▶ What is required:
Copy the entries below word for word, from the line that contains "Note to the class: indicate the girl's" through the end of the entries.

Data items
----------
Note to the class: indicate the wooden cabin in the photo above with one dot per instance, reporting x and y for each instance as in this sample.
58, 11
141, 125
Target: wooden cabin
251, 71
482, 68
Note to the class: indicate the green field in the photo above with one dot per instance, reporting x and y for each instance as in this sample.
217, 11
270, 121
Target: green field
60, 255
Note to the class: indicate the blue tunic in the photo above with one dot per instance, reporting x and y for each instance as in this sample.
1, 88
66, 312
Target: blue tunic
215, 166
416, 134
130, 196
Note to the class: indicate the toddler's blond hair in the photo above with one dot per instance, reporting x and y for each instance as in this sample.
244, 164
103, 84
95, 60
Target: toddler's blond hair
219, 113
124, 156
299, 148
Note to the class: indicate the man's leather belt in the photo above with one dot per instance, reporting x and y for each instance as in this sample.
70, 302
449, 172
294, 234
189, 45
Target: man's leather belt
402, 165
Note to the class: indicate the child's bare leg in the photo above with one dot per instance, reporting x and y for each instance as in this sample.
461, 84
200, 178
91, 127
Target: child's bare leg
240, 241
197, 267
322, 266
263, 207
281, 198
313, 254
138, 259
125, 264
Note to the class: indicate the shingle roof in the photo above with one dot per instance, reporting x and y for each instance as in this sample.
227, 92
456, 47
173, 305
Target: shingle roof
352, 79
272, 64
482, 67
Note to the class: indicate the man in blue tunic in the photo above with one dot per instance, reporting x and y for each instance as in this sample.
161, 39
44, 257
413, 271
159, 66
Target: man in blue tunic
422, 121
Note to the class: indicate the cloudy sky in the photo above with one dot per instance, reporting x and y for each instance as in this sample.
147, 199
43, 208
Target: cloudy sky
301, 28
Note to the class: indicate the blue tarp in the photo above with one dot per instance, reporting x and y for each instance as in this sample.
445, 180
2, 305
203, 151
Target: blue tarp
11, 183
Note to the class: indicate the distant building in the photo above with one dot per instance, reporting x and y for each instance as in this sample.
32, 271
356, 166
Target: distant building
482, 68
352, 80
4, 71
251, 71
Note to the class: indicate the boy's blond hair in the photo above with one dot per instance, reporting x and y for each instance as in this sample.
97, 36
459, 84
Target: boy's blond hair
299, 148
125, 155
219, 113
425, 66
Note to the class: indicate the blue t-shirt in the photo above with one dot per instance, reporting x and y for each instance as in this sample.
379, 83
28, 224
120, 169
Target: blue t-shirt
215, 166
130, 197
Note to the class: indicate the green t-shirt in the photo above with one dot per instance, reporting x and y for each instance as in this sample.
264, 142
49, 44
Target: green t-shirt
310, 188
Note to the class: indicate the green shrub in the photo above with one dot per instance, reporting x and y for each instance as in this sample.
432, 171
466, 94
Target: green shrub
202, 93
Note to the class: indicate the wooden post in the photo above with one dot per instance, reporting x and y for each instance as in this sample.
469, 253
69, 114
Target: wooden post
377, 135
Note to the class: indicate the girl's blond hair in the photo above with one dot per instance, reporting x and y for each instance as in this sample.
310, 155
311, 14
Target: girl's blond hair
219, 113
----------
▶ Task response:
Note to the class: indicate the girl's blond hair in the photo above with one dot per instance, reporting x and y for each instance as in this sample.
310, 155
311, 14
Target: girl's blond hair
219, 113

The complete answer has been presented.